EXERCISE DIRECTIONS: Please copy out all the lines below, requests included, shifting every coordinate in the answers by adding 26 to each number.

DATA FOR PROCESSING:
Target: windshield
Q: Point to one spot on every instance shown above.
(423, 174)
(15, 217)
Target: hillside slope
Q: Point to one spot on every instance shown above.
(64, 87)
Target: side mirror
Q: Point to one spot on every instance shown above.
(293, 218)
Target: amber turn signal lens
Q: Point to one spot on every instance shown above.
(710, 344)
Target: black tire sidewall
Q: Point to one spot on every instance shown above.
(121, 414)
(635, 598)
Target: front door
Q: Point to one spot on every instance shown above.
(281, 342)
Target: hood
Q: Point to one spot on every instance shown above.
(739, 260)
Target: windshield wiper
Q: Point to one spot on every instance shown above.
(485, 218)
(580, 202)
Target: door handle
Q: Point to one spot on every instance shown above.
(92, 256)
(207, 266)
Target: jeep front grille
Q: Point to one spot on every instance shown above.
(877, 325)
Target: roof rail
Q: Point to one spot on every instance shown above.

THE OUTPUT:
Target: windshield
Q: Point to one spot on every instance shown above.
(449, 200)
(41, 243)
Target: hillside slope
Q: Point to one spot on every instance shown above.
(90, 113)
Target: side mirror
Q: Point to one spot on every instance shown above.
(319, 244)
Target: amber turn signal lens
Q: Point to one spot on every instance shown above.
(736, 370)
Target: black tire sidewall
Q: Point to one spot on every instance shown above.
(147, 440)
(661, 624)
Target: front door
Q: Point to one spot on every instance shown above.
(307, 368)
Target: hood
Q: Point to one spot on every instance shown above.
(765, 286)
Target: windshield wiper
Q: Point to one spot on every instance shown above.
(511, 244)
(606, 228)
Target: door handle
Q: Point to one spot on every instance shown above.
(118, 282)
(233, 292)
Target: jeep front grille
Q: Point to one spot on every instance shown above.
(903, 351)
Target: roof rail
Q: Point to one spot on every instance shown above.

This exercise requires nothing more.